┌──
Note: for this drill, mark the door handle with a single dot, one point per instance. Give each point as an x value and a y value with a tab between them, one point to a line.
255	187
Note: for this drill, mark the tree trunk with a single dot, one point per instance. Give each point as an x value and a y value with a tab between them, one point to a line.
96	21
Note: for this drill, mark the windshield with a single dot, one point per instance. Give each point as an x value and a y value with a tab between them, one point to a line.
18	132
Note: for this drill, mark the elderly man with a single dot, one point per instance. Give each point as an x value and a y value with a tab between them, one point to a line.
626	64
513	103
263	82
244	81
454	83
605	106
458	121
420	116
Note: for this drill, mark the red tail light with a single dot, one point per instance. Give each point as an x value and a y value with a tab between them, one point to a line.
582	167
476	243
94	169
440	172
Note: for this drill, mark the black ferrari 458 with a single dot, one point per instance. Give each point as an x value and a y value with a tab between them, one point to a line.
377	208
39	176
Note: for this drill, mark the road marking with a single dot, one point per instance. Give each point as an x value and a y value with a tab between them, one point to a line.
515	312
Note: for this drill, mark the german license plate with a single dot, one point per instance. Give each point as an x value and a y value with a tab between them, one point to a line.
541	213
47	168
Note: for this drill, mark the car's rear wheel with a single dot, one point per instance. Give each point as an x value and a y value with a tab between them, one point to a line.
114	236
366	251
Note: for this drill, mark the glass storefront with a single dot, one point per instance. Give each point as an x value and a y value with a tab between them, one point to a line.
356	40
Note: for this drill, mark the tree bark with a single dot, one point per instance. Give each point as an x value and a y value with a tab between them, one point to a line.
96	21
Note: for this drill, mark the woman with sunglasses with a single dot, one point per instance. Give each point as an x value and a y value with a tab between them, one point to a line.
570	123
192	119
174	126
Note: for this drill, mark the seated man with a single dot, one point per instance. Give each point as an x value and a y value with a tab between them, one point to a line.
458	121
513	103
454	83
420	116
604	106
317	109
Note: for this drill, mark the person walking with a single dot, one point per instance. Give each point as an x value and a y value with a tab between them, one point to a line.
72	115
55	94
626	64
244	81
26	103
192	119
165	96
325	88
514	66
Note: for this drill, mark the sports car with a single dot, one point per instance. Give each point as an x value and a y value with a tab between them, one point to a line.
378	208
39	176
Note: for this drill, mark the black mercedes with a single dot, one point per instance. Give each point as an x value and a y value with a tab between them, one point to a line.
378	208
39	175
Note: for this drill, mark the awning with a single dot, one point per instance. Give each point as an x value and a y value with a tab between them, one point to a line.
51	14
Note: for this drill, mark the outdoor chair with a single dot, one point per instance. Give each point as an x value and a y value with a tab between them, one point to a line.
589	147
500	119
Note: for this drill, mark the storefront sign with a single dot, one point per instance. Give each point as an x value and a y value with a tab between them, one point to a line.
└──
▶ _Activity_
Please transcribe the entries above exactly as written.

▶ _Answer to this exercise_
Note: for this drill, mark the door handle with a single dot, one point per instance. Give each point as an x value and a y value with a tab between them, one point to a line.
255	187
Note: for this drill, mark the tree trunk with a single dot, one point per instance. Give each point as an x value and a y value with a tab between them, one point to a line.
96	21
Note: for this drill, mark the windshield with a single dot, one point per instance. Give each point as an x value and a y value with a tab between them, one point to a line.
18	132
Note: for this drill, mark the elderly man with a single dot, one point per instance. Give each point as an x value and a y value with a tab between them, one point to a line.
626	64
513	103
263	82
244	81
454	83
605	106
458	121
420	116
Note: for this drill, mark the red tail light with a single dot, one point per instance. Give each point as an x value and a y value with a tab between them, one point to a line.
582	167
476	243
94	169
440	172
Note: for this drill, mark the black ferrari 458 with a single dot, one point per instance. Give each point as an x value and a y value with a tab between them, one point to a line.
377	208
39	176
Note: for this drill, mark the road marking with a single dot, one point per instance. Give each point as an x value and a y value with a tab between them, one point to a line.
515	312
Note: for this drill, mark the german license plate with a single dot, one point per instance. Give each point as an x value and a y value with a tab between them, one point to a line.
541	213
47	168
Note: for this drill, mark the car's rear wheel with a single dot, one point per instance. Give each point as an x value and a y value with a tab between them, one point to a line.
114	236
366	251
Note: for this drill, mark the glass storefront with a single dot, one point per instance. Give each point as an x value and a y value with a tab between them, one point to a line.
356	40
Note: for this drill, mark the tree bark with a single dot, one point per instance. Give each point as an x value and a y value with a tab between them, one point to a line.
96	21
Note: for this drill, mark the woman with sunglasses with a single dot, one point per instance. Give each point as an x value and a y value with a tab between them, one point to a line.
570	123
192	119
174	126
Note: for this drill, mark the seated man with a single dot, one point per instance. Give each point as an x value and a y value with a tab between them, one point to a line.
458	121
513	103
454	83
420	116
604	106
317	109
Note: for this drill, mark the person walking with a single dot, one point per instance. Give each point as an x value and a y value with a tab between them, one point to a line.
72	115
55	94
626	64
244	81
26	103
192	119
165	96
325	88
514	66
Note: for this drill, mark the sports car with a single dot, one point per instance. Give each point as an x value and a y value with a tab between them, one point to a line.
378	208
39	176
Note: for this drill, mark the black mercedes with a single dot, one point per instance. Give each point as an x value and a y value with a tab between them, one point to a line.
378	208
39	175
Note: for this drill, mark the awning with a single dot, one point per instance. Give each point as an x value and a y value with a tab between them, one point to a line.
51	14
Note: for this drill, mark the outdoor chair with a single dot, one point per instance. Give each point as an x value and a y value with a tab between them, one point to a line.
589	147
500	119
Note: for this drill, mark the storefront sign with a single dot, one point per instance. Give each point as an x value and a y value with a tab between them, one point to a line.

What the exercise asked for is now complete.